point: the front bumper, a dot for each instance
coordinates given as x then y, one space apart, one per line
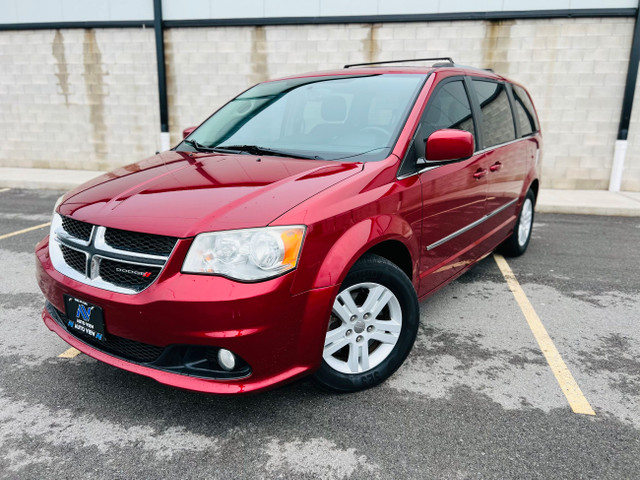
279 335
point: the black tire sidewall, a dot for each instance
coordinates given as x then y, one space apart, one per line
378 270
511 247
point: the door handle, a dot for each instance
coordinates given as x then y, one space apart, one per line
479 174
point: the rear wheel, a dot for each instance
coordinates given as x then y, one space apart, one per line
517 243
372 328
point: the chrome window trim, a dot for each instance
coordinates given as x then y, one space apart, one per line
471 225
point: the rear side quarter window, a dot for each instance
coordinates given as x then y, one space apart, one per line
524 110
495 110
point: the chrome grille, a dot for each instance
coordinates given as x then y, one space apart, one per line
75 259
116 260
81 230
139 242
122 273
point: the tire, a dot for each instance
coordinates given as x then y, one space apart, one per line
365 346
517 243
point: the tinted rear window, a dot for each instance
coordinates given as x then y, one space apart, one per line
497 119
525 112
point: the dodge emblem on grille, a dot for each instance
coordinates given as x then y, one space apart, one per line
133 272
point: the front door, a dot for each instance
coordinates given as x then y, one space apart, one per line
453 195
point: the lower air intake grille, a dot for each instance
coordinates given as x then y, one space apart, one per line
75 259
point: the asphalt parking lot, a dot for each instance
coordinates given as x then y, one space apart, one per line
476 398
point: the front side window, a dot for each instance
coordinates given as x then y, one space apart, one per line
497 118
327 118
449 108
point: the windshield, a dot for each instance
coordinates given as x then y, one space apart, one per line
327 118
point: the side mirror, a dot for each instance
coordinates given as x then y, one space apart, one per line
447 145
187 131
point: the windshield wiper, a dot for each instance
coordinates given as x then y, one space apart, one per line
199 147
257 150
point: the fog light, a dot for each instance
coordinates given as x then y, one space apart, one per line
226 359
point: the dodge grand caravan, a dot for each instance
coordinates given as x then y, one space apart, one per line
294 231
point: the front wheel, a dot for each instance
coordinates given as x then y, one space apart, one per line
373 325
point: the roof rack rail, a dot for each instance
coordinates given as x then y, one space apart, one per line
448 59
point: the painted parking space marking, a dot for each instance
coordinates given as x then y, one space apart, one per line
575 397
24 230
70 353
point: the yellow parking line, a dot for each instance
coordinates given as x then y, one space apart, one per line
71 353
24 230
569 386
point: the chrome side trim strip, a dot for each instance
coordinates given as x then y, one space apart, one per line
471 225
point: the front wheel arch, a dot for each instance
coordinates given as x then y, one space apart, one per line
396 243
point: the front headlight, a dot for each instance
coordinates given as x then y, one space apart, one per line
58 202
249 255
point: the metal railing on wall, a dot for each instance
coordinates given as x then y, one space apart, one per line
159 25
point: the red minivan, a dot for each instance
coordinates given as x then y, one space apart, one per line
295 230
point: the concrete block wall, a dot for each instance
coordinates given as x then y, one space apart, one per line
575 70
631 173
84 99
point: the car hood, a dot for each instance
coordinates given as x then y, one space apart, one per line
182 194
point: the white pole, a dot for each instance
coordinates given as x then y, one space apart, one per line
619 154
165 141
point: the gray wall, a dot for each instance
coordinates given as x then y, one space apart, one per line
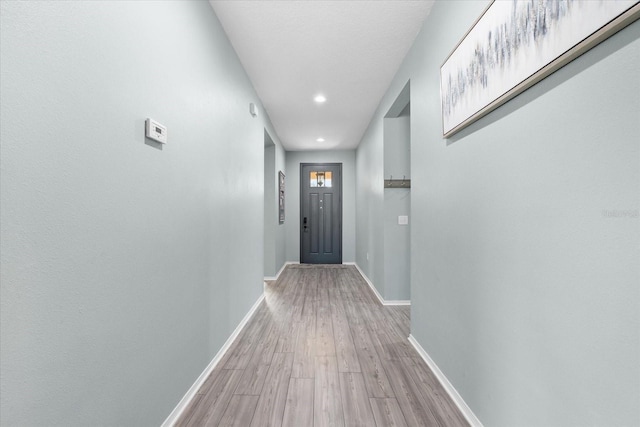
125 265
397 201
292 199
274 232
525 277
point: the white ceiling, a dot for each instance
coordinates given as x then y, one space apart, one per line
347 50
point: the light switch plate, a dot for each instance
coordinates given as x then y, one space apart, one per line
156 131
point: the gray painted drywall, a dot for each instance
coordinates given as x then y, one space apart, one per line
270 207
292 199
525 236
125 266
274 243
397 201
281 229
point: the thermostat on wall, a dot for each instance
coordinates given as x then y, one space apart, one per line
155 131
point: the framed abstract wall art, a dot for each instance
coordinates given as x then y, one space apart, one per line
515 44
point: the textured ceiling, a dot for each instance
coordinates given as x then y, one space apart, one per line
347 50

::::

* Your goal:
Reproduce everything from the line containing "point: the framed" down to the end of the material as a numbered list, omitting any blank lines.

* Reply to the task:
1. point: the framed abstract wall art, a dot for each instance
2. coordinates given as x then y, one space apart, one per line
3. 515 44
4. point: the textured ceiling, a dot for each instance
5. coordinates given as x then y, one space apart, one per line
6. 347 50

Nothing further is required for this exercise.